-- Aim of the exercise --
Reproduce the forum thread below about the HC carpet in a 100g planted tank, word for word and in full.

-- Extract provided --
○ ○ ○ ○ ○

# 6' 100g Current Status



## jrs (Mar 18, 2006)

Quick Update - HC is still being high maintenance in this tank. I am thoroughly convinced that any type of ground dwellers, except for Cherry or Crystal shrimp, make HC very difficult. I have another tank with the HC in it with no ground dwellers and the HC is rooting and growing very well.


----------



## dekstr (Oct 23, 2007)

Hey jrs,

As usual your planted tanks are quite awesome. Always like how they look.

Why do you say ground-dwellers make it difficult for HC? Is it because they tend to uproot the HC? 

I find ground-dwellers useful once carpet plants are well-rooted, my cories, otos, loaches and shrimp help clean/move around any debris that settles, making it longer periods between actual maintenance.

Regards,
Dexter


----------



## jrs (Mar 18, 2006)

○ ○ ○ ○ ○

-- Entries supplied --
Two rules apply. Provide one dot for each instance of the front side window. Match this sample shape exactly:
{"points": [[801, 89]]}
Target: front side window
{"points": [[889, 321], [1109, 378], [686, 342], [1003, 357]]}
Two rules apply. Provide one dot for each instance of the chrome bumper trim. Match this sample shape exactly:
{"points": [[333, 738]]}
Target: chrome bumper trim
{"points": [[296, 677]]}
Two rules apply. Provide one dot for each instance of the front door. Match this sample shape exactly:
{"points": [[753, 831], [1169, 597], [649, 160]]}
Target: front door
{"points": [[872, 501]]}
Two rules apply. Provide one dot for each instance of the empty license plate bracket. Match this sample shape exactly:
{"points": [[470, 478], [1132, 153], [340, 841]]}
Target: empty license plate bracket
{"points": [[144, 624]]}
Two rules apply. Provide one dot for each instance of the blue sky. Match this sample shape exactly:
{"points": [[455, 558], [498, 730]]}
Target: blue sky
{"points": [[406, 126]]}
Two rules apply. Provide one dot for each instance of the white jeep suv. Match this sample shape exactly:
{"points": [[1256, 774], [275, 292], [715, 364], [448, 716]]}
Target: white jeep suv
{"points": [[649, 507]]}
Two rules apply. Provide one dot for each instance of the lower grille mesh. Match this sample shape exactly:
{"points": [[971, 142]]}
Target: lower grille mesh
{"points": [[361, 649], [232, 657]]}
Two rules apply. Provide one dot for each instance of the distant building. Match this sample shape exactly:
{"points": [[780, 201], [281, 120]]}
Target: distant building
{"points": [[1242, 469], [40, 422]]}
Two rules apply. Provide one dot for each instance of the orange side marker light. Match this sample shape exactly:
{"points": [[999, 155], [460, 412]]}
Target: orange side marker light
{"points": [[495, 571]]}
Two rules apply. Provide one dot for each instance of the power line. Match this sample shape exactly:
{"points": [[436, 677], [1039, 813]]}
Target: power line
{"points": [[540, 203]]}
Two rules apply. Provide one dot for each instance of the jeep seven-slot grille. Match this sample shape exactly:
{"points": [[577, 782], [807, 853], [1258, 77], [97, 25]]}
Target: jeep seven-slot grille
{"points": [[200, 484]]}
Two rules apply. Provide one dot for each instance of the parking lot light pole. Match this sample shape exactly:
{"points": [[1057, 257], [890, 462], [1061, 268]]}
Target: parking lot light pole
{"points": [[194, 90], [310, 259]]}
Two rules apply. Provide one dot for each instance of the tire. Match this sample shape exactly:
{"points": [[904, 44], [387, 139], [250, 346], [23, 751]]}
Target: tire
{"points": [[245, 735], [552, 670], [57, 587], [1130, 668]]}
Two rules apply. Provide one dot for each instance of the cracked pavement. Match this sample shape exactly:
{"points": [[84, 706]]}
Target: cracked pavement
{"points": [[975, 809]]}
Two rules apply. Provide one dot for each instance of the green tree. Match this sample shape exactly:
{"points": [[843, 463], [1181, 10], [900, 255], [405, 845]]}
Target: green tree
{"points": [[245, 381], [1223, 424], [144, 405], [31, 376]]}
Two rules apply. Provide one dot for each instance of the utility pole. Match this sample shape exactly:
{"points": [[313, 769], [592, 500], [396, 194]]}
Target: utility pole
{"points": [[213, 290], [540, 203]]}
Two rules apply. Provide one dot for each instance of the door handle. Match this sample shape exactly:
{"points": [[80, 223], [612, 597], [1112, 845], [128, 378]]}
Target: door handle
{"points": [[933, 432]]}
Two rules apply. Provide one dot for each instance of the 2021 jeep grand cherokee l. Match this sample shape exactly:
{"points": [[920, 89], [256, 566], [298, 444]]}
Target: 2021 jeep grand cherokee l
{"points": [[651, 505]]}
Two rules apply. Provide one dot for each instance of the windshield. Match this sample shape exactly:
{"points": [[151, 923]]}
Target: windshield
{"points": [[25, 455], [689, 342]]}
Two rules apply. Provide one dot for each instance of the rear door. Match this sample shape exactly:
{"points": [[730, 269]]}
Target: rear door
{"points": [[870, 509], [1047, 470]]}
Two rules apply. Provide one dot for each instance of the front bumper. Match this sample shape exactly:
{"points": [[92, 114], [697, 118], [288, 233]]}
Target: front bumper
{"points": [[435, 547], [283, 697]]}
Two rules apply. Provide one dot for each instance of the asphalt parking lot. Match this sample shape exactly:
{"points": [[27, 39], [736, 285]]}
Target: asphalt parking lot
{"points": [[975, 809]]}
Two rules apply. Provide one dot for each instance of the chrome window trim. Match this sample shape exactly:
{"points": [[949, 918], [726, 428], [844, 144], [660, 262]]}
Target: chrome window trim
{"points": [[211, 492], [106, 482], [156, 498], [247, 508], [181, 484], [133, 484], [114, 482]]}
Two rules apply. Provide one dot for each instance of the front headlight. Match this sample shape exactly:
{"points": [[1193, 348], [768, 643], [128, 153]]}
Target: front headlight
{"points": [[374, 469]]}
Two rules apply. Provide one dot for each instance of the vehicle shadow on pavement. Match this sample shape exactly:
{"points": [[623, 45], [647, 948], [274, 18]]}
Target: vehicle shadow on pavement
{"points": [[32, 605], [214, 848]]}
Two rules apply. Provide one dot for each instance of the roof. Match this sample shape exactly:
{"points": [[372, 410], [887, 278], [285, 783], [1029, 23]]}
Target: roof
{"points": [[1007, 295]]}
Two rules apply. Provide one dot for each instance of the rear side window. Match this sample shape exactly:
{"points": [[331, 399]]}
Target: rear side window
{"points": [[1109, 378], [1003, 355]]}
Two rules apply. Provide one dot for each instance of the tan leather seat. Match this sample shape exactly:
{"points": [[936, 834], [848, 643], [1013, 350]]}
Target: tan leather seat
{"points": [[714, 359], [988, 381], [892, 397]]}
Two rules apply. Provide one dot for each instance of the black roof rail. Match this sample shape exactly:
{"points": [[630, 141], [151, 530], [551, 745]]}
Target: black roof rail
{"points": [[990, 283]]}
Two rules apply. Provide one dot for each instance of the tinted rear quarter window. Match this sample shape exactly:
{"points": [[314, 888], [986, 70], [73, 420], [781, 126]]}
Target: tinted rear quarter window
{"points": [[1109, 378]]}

○ ○ ○ ○ ○

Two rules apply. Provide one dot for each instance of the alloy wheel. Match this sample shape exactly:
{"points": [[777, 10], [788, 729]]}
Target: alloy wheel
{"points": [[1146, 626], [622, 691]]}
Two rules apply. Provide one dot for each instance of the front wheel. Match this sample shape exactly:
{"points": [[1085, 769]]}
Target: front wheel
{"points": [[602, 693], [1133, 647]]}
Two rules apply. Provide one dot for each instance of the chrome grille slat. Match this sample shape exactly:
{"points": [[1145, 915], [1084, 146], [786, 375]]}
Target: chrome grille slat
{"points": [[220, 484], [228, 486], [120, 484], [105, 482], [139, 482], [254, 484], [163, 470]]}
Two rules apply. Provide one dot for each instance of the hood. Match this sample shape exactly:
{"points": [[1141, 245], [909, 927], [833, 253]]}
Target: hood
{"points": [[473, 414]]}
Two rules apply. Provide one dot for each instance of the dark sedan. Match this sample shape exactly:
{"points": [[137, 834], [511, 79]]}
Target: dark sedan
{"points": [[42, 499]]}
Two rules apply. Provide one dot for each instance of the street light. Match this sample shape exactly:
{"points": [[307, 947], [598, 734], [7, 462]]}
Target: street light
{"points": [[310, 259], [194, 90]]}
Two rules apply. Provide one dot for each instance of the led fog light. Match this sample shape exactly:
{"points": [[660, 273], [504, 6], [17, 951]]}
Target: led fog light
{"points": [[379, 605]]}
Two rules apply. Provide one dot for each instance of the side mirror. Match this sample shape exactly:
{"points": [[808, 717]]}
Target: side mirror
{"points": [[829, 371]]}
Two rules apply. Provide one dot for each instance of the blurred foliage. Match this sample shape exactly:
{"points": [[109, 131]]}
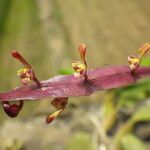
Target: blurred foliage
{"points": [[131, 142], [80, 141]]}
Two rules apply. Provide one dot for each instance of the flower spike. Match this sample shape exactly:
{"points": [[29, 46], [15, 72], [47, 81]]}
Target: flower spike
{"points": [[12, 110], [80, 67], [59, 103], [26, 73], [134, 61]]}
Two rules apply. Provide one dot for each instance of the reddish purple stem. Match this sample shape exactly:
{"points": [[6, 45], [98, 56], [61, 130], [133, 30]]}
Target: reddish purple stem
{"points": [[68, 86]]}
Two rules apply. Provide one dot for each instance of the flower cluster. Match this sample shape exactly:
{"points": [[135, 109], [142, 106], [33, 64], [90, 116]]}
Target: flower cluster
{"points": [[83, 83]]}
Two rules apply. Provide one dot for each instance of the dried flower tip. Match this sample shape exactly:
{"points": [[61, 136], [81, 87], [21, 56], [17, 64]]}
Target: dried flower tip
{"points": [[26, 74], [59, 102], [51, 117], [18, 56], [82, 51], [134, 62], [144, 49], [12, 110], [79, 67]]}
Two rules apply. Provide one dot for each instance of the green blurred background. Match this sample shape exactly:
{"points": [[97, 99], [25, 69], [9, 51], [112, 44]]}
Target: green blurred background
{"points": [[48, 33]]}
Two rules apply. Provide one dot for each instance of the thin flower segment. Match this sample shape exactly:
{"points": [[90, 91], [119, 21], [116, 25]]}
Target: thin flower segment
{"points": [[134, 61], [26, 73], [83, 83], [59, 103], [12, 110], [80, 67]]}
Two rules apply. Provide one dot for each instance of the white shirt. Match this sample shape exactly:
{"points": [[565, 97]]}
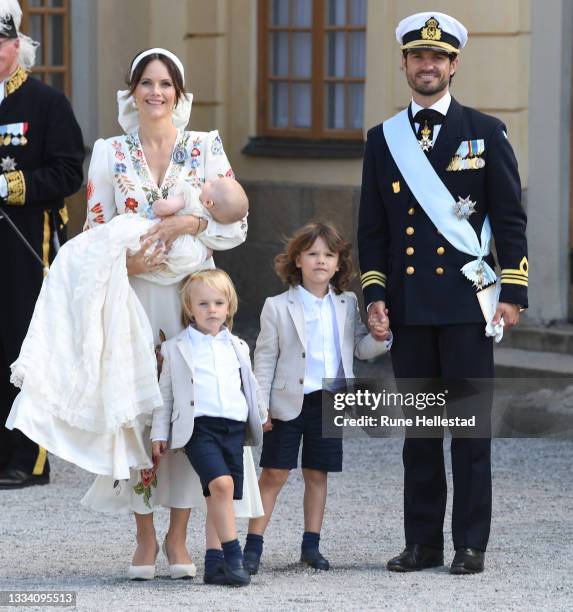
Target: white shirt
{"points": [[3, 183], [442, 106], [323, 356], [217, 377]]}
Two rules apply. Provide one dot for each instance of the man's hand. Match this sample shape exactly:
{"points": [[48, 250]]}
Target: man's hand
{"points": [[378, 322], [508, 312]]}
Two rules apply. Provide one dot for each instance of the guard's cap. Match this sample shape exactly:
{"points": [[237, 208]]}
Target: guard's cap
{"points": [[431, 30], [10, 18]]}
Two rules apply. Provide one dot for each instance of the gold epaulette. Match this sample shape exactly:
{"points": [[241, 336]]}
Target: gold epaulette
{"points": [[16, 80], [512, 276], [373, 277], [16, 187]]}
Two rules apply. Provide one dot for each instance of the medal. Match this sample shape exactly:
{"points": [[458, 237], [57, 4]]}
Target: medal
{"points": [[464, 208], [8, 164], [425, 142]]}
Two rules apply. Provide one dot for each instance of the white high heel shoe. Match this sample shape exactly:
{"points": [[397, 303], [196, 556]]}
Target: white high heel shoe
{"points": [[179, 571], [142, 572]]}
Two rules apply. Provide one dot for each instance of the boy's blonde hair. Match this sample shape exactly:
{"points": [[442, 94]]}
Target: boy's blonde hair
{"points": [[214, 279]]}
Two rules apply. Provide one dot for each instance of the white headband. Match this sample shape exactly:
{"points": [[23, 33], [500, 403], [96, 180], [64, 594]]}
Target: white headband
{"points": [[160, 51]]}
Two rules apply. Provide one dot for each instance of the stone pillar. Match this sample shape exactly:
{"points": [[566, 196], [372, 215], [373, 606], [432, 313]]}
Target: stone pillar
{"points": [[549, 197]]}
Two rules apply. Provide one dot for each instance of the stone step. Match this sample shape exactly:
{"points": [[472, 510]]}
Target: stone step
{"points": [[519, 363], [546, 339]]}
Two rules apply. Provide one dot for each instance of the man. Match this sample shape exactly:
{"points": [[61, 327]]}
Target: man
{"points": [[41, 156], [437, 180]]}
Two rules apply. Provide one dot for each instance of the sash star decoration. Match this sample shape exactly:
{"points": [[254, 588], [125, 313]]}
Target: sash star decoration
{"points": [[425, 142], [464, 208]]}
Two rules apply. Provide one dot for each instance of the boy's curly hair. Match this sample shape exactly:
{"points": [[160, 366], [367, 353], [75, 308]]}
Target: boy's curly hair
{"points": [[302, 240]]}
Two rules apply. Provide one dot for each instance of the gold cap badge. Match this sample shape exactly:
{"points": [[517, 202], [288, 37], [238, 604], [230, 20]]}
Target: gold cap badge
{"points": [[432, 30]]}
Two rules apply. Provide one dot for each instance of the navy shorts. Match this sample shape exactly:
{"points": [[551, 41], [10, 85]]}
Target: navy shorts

○ ○ ○ ○ ○

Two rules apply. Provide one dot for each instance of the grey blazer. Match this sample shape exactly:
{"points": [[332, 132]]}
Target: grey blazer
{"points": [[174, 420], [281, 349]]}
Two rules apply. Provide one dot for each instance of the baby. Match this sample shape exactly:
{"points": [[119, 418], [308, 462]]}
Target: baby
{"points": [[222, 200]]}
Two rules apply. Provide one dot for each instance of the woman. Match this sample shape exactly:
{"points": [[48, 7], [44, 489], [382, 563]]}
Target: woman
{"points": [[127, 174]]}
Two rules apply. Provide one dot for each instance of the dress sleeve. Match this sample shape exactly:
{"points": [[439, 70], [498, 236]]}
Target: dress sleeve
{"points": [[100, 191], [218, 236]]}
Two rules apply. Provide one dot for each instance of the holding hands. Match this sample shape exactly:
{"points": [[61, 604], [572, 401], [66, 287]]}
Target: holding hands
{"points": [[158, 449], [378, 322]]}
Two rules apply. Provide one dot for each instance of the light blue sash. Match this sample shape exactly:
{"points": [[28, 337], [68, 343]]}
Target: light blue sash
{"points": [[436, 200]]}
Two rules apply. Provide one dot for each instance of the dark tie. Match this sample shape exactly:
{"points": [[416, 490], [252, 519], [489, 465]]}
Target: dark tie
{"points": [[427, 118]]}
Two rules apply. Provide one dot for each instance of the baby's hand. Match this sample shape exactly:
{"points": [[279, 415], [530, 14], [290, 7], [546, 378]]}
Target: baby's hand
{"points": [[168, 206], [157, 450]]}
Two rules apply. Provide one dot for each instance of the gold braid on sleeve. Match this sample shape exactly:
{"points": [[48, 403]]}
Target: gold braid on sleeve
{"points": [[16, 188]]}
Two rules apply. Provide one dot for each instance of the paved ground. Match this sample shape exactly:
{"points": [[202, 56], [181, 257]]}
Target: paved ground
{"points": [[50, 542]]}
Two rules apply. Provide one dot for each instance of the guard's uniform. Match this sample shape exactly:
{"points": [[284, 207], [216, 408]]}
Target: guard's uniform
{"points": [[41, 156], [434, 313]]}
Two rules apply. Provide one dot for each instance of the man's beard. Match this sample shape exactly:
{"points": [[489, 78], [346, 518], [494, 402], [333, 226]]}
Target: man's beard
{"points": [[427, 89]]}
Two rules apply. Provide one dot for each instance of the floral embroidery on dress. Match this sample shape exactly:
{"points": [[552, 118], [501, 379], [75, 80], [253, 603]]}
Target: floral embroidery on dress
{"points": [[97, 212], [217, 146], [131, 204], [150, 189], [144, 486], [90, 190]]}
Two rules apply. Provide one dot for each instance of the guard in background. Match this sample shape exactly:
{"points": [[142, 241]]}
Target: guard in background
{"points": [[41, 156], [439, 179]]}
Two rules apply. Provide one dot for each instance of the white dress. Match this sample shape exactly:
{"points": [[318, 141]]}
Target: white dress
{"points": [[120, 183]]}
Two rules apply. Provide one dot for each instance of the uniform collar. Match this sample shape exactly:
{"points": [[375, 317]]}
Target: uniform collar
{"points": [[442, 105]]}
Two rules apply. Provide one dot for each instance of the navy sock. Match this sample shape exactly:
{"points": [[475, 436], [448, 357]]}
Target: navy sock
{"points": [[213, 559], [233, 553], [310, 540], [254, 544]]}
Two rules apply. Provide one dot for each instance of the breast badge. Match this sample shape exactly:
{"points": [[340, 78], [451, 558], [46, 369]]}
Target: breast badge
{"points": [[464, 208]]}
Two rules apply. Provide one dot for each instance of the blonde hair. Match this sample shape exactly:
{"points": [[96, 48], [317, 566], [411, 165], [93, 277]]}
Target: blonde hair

○ ○ ○ ○ ○

-- Exercise solution --
# 6' 100g Current Status



## jrs (Mar 18, 2006)

Quick Update - HC is still being high maintenance in this tank. I am thoroughly convinced that any type of ground dwellers, except for Cherry or Crystal shrimp, make HC very difficult. I have another tank with the HC in it with no ground dwellers and the HC is rooting and growing very well.


----------



## dekstr (Oct 23, 2007)

Hey jrs,

As usual your planted tanks are quite awesome. Always like how they look.

Why do you say ground-dwellers make it difficult for HC? Is it because they tend to uproot the HC? 

I find ground-dwellers useful once carpet plants are well-rooted, my cories, otos, loaches and shrimp help clean/move around any debris that settles, making it longer periods between actual maintenance.

Regards,
Dexter


----------



## jrs (Mar 18, 2006)